[Natural language region descriptions]
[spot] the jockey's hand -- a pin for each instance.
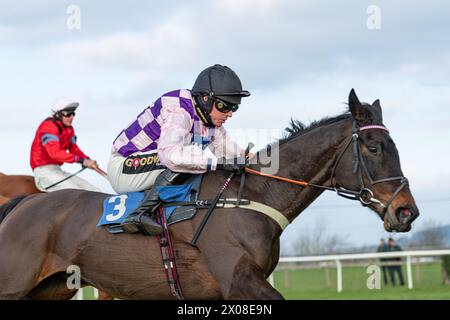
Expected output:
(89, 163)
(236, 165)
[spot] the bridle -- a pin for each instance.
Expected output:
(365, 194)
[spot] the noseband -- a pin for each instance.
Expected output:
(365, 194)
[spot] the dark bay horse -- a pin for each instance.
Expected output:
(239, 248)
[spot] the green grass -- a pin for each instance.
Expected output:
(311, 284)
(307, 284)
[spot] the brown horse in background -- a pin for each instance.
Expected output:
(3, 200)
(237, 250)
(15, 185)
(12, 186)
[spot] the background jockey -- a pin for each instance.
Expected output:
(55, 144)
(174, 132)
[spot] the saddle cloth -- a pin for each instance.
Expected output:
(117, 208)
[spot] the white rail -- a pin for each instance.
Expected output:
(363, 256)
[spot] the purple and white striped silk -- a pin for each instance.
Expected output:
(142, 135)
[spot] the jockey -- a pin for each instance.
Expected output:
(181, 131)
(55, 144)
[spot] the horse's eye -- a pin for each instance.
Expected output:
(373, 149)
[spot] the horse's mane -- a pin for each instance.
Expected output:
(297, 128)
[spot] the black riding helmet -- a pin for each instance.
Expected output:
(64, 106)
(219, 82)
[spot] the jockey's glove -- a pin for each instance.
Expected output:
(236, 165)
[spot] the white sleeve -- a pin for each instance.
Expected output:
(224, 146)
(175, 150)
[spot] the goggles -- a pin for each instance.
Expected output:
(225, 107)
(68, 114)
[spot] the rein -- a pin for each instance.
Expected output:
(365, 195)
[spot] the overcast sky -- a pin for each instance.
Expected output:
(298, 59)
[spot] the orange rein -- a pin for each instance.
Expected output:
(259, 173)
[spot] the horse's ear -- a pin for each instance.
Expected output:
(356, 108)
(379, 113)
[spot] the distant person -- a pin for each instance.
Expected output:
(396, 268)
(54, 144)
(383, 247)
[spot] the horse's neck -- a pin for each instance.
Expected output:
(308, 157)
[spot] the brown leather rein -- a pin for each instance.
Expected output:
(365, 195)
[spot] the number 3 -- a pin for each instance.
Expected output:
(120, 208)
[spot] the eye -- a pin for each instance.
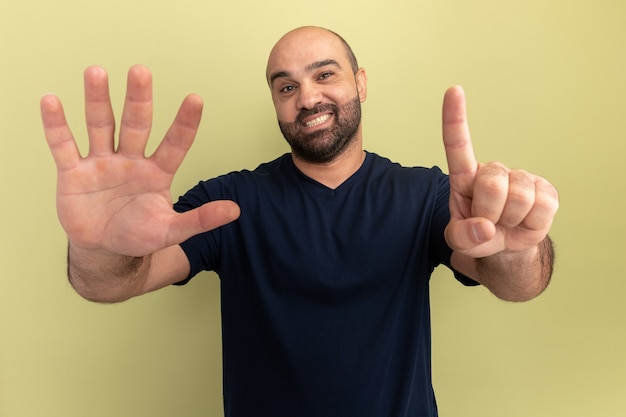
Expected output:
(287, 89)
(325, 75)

### Problem description
Exactly how many lines in the records above hold the string "rein"? Reply with that number only.

### Reply to the exercise
3